Data excerpts:
== Segment start ==

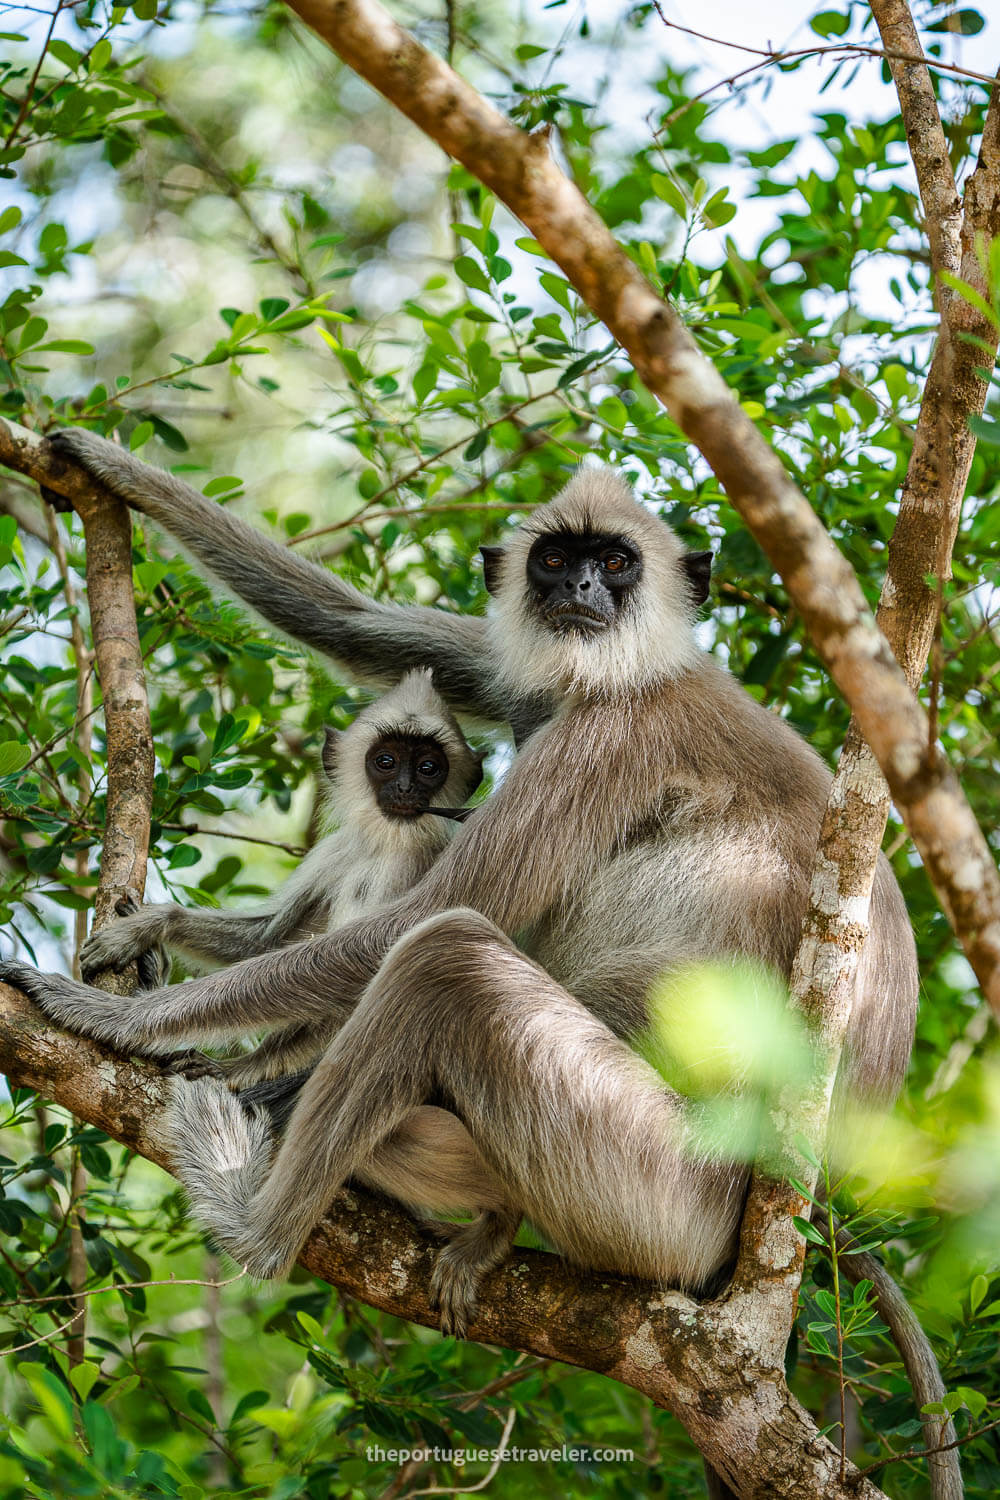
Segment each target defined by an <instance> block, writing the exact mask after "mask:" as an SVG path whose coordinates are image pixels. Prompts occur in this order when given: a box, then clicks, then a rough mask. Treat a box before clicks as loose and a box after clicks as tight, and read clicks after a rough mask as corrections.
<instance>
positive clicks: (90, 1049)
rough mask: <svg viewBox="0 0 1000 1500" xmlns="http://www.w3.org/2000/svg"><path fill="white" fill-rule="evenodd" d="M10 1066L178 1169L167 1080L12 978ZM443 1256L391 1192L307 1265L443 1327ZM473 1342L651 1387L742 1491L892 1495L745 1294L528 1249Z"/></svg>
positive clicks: (738, 1487) (304, 1252) (16, 1083)
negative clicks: (97, 1043) (530, 1356)
mask: <svg viewBox="0 0 1000 1500" xmlns="http://www.w3.org/2000/svg"><path fill="white" fill-rule="evenodd" d="M0 1071H3V1073H6V1074H7V1077H9V1080H10V1083H12V1086H15V1088H33V1089H37V1091H40V1092H42V1094H43V1095H45V1097H46V1098H51V1100H54V1101H55V1103H57V1104H60V1106H61V1107H63V1109H67V1110H70V1112H72V1113H73V1115H76V1116H79V1118H81V1119H84V1121H88V1122H90V1124H91V1125H96V1127H97V1128H99V1130H102V1131H106V1133H108V1134H109V1136H112V1137H114V1139H115V1140H120V1142H121V1143H123V1145H126V1146H129V1148H130V1149H132V1151H138V1152H139V1154H141V1155H142V1157H147V1158H148V1160H150V1161H154V1163H156V1164H157V1166H160V1167H163V1169H165V1170H169V1148H168V1136H166V1130H165V1104H166V1089H168V1080H166V1079H165V1076H163V1074H162V1073H160V1070H159V1068H156V1067H154V1065H151V1064H141V1062H127V1061H124V1059H123V1058H118V1056H115V1055H114V1053H112V1052H109V1050H106V1049H103V1047H100V1046H97V1044H96V1043H91V1041H85V1040H82V1038H79V1037H70V1035H67V1034H66V1032H58V1031H54V1029H52V1028H51V1026H49V1023H48V1022H46V1020H45V1017H42V1014H40V1013H39V1011H37V1010H36V1008H34V1007H33V1005H31V1004H30V1001H27V999H24V996H21V995H18V993H16V990H10V989H7V987H6V986H1V984H0ZM436 1248H438V1244H436V1242H435V1241H430V1239H429V1238H427V1236H424V1235H423V1233H421V1230H420V1229H418V1227H417V1226H415V1223H414V1221H412V1220H409V1218H408V1217H406V1215H405V1214H403V1211H402V1209H399V1208H397V1206H396V1205H393V1203H390V1200H388V1199H379V1197H376V1196H373V1194H369V1193H364V1191H361V1190H355V1188H348V1190H343V1191H342V1193H339V1194H337V1197H336V1200H334V1205H333V1208H331V1211H330V1212H328V1215H327V1218H324V1220H322V1223H321V1224H319V1226H318V1227H316V1230H315V1232H313V1233H312V1236H310V1238H309V1242H307V1244H306V1247H304V1250H303V1254H301V1257H300V1259H301V1265H303V1266H304V1268H306V1269H307V1271H310V1272H312V1274H313V1275H316V1277H321V1278H322V1280H324V1281H328V1283H330V1284H331V1286H336V1287H340V1289H343V1290H345V1292H349V1293H352V1295H354V1296H357V1298H360V1299H361V1301H363V1302H367V1304H369V1305H370V1307H375V1308H381V1310H382V1311H385V1313H391V1314H393V1316H394V1317H402V1319H408V1320H409V1322H412V1323H423V1325H426V1326H427V1328H436V1326H438V1316H436V1314H435V1313H432V1310H430V1307H429V1304H427V1289H429V1283H430V1266H432V1260H433V1254H435V1251H436ZM471 1337H472V1338H475V1340H480V1341H481V1343H484V1344H502V1346H504V1347H507V1349H519V1350H525V1352H526V1353H532V1355H538V1356H541V1358H543V1359H558V1361H562V1362H564V1364H568V1365H579V1367H582V1368H585V1370H597V1371H600V1373H601V1374H606V1376H610V1377H612V1379H613V1380H619V1382H621V1383H622V1385H627V1386H631V1388H633V1389H636V1391H640V1392H643V1394H645V1395H648V1397H649V1398H651V1400H652V1401H655V1403H657V1404H658V1406H661V1407H666V1409H667V1410H670V1412H673V1413H676V1415H678V1416H679V1418H681V1421H682V1422H684V1424H685V1427H687V1428H688V1431H690V1433H691V1436H693V1437H694V1440H696V1442H697V1445H699V1448H700V1449H702V1451H703V1452H705V1454H706V1455H708V1457H709V1460H711V1461H712V1463H714V1464H715V1467H717V1469H718V1470H720V1472H721V1473H724V1475H726V1476H727V1481H729V1482H730V1484H733V1485H735V1488H736V1490H738V1493H739V1494H741V1496H745V1497H762V1500H763V1497H765V1496H775V1494H784V1496H796V1497H802V1500H805V1497H808V1496H816V1494H823V1496H825V1497H828V1500H879V1497H880V1496H882V1491H880V1490H877V1488H876V1485H873V1484H871V1482H870V1481H861V1482H859V1476H858V1472H856V1470H855V1469H850V1467H849V1476H847V1482H846V1484H841V1482H840V1478H838V1470H840V1455H838V1454H837V1451H835V1449H834V1448H832V1446H831V1443H828V1442H826V1439H823V1437H820V1434H819V1431H817V1428H816V1425H814V1424H813V1421H811V1418H810V1416H808V1413H807V1412H805V1410H804V1409H802V1407H801V1406H799V1404H798V1401H795V1398H793V1397H790V1395H789V1391H787V1388H786V1385H784V1374H783V1370H781V1367H778V1368H772V1367H768V1365H766V1364H763V1362H762V1359H760V1349H759V1343H760V1322H759V1313H757V1311H756V1310H754V1308H751V1307H750V1305H748V1304H747V1301H745V1299H742V1298H730V1299H721V1301H720V1302H705V1304H697V1302H693V1301H691V1299H690V1298H687V1296H684V1295H682V1293H679V1292H661V1290H657V1289H652V1287H649V1286H646V1284H642V1283H636V1281H627V1280H625V1278H622V1277H610V1275H583V1274H580V1272H579V1271H576V1269H573V1268H570V1266H567V1265H564V1263H562V1262H561V1260H558V1259H556V1257H555V1256H546V1254H543V1253H541V1251H534V1250H517V1251H516V1253H514V1256H513V1257H510V1260H508V1262H507V1263H505V1265H504V1266H501V1269H499V1271H496V1272H493V1274H492V1275H490V1277H487V1278H486V1284H484V1295H483V1299H481V1304H480V1313H478V1316H477V1319H475V1322H474V1325H472V1329H471ZM706 1392H712V1398H711V1401H706V1400H705V1394H706ZM736 1464H738V1466H739V1472H738V1473H735V1469H736Z"/></svg>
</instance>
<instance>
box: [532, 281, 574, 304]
mask: <svg viewBox="0 0 1000 1500" xmlns="http://www.w3.org/2000/svg"><path fill="white" fill-rule="evenodd" d="M538 284H540V285H541V287H544V290H546V291H547V293H549V296H550V297H552V300H553V302H558V303H559V306H561V308H565V311H567V312H573V305H571V302H570V284H568V281H565V278H564V276H553V273H552V272H543V273H541V276H540V278H538Z"/></svg>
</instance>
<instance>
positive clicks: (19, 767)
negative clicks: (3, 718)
mask: <svg viewBox="0 0 1000 1500" xmlns="http://www.w3.org/2000/svg"><path fill="white" fill-rule="evenodd" d="M30 759H31V748H30V745H22V744H21V741H19V739H4V741H3V742H0V775H13V774H15V771H21V769H22V768H24V766H25V765H27V763H28V760H30Z"/></svg>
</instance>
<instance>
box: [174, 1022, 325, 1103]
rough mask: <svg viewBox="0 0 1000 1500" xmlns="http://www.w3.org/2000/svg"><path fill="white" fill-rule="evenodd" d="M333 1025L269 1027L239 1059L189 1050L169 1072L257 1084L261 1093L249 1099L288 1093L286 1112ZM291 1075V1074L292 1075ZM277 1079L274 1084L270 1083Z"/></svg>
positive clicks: (250, 1087)
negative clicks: (265, 1031)
mask: <svg viewBox="0 0 1000 1500" xmlns="http://www.w3.org/2000/svg"><path fill="white" fill-rule="evenodd" d="M334 1031H336V1026H334V1025H333V1023H331V1025H328V1026H310V1025H306V1023H301V1025H298V1026H283V1028H282V1029H280V1031H273V1032H271V1034H270V1035H268V1037H265V1038H264V1041H262V1043H261V1044H259V1047H255V1049H253V1052H247V1053H244V1055H243V1056H240V1058H208V1056H207V1055H205V1053H202V1052H189V1053H184V1055H183V1056H180V1058H177V1059H175V1061H174V1062H171V1065H169V1071H171V1073H177V1074H180V1076H181V1077H183V1079H219V1080H220V1082H222V1083H228V1086H229V1088H231V1089H250V1091H253V1089H255V1086H259V1088H261V1089H262V1091H264V1092H262V1094H261V1095H259V1100H258V1095H256V1094H253V1100H255V1101H259V1103H267V1104H268V1107H270V1104H271V1100H277V1098H279V1097H283V1095H286V1097H288V1107H286V1112H285V1113H286V1115H288V1113H291V1109H292V1106H294V1103H295V1097H297V1092H298V1088H301V1083H304V1080H306V1079H307V1077H309V1068H310V1065H312V1064H315V1062H316V1059H318V1058H319V1056H321V1055H322V1052H324V1049H325V1047H327V1044H328V1043H330V1038H331V1037H333V1034H334ZM292 1076H294V1077H292ZM274 1080H277V1083H276V1082H274Z"/></svg>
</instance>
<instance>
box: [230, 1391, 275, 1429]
mask: <svg viewBox="0 0 1000 1500" xmlns="http://www.w3.org/2000/svg"><path fill="white" fill-rule="evenodd" d="M268 1401H270V1395H268V1392H267V1391H247V1394H246V1395H244V1397H240V1400H238V1401H237V1404H235V1407H234V1412H232V1416H231V1418H229V1427H235V1424H237V1422H238V1421H240V1418H244V1416H247V1415H249V1413H250V1412H255V1410H256V1407H261V1406H267V1403H268Z"/></svg>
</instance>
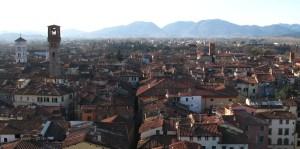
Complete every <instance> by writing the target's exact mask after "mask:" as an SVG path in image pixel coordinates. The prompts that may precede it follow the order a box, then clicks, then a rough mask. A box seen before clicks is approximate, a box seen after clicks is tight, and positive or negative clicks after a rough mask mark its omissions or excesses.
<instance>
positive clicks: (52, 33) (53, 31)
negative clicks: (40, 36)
mask: <svg viewBox="0 0 300 149" xmlns="http://www.w3.org/2000/svg"><path fill="white" fill-rule="evenodd" d="M51 34H52V35H54V36H55V35H56V29H55V28H53V29H52V30H51Z"/></svg>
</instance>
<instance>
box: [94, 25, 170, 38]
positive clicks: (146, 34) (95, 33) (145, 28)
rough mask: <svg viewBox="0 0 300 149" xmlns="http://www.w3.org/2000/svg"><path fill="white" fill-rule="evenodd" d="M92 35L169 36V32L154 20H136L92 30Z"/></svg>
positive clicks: (120, 36)
mask: <svg viewBox="0 0 300 149" xmlns="http://www.w3.org/2000/svg"><path fill="white" fill-rule="evenodd" d="M90 36H91V37H101V38H103V37H104V38H105V37H109V38H124V37H167V34H166V33H164V31H163V30H162V29H160V28H159V27H158V26H157V25H155V24H154V23H152V22H134V23H131V24H128V25H123V26H116V27H111V28H105V29H102V30H99V31H95V32H91V33H90Z"/></svg>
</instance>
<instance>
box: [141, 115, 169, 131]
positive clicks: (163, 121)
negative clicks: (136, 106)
mask: <svg viewBox="0 0 300 149" xmlns="http://www.w3.org/2000/svg"><path fill="white" fill-rule="evenodd" d="M163 123H164V120H163V119H162V118H160V117H158V118H154V119H150V120H145V121H144V122H143V124H142V125H141V126H140V128H139V132H140V133H142V132H145V131H148V130H151V129H155V128H158V127H163Z"/></svg>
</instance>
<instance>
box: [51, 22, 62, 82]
mask: <svg viewBox="0 0 300 149" xmlns="http://www.w3.org/2000/svg"><path fill="white" fill-rule="evenodd" d="M60 41H61V37H60V26H58V25H50V26H48V43H49V73H50V76H51V77H56V78H57V77H60V75H61V70H60V58H59V45H60Z"/></svg>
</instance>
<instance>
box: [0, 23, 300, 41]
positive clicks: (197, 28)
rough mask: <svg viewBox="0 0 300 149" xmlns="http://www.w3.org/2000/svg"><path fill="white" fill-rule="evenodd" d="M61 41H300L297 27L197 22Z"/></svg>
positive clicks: (88, 32) (297, 26) (96, 33)
mask: <svg viewBox="0 0 300 149" xmlns="http://www.w3.org/2000/svg"><path fill="white" fill-rule="evenodd" d="M62 36H63V38H68V39H82V38H83V39H95V38H139V37H144V38H150V37H153V38H185V37H191V38H235V37H278V36H279V37H282V36H283V37H300V24H273V25H268V26H257V25H237V24H234V23H231V22H228V21H224V20H220V19H210V20H202V21H199V22H191V21H178V22H174V23H170V24H168V25H166V26H164V27H162V28H160V27H158V26H157V25H156V24H154V23H152V22H142V21H139V22H133V23H131V24H128V25H122V26H115V27H109V28H104V29H101V30H97V31H93V32H83V31H79V30H62ZM17 37H18V34H16V33H2V34H1V33H0V40H13V39H16V38H17ZM24 38H28V39H46V35H43V34H41V33H35V34H34V33H31V34H25V35H24Z"/></svg>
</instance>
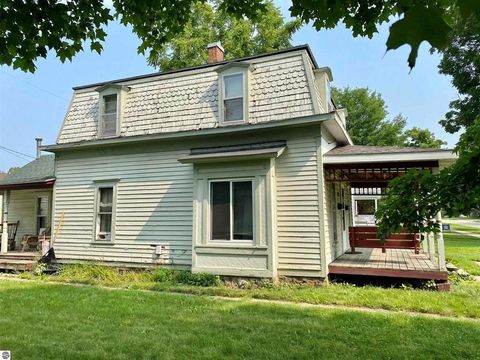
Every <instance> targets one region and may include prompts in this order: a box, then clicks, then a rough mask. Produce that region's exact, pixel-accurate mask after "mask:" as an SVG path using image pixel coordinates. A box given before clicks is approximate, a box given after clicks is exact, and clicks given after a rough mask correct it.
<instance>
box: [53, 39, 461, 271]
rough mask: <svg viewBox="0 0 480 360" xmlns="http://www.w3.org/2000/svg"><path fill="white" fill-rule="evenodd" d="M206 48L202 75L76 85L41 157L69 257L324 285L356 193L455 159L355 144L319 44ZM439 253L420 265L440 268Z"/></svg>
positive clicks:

== Segment end ==

■ **Job item**:
Show every line of the material above that contains the string "negative".

■ **The answer**:
negative clicks: (97, 1043) (530, 1356)
negative clicks: (3, 718)
negative clicks: (265, 1031)
Complete every <instance> by writing the target's exact mask after "mask:" as an SVG path in image pixel coordinates. The prompts that may precede it follow the order a box, then clicks, then a rough mask. A box seen before clicks is approximate, a box seen after clicks is tight, and positive or negative clicks after a rough mask mark its omissions or excesses.
negative clicks: (40, 36)
negative clicks: (136, 106)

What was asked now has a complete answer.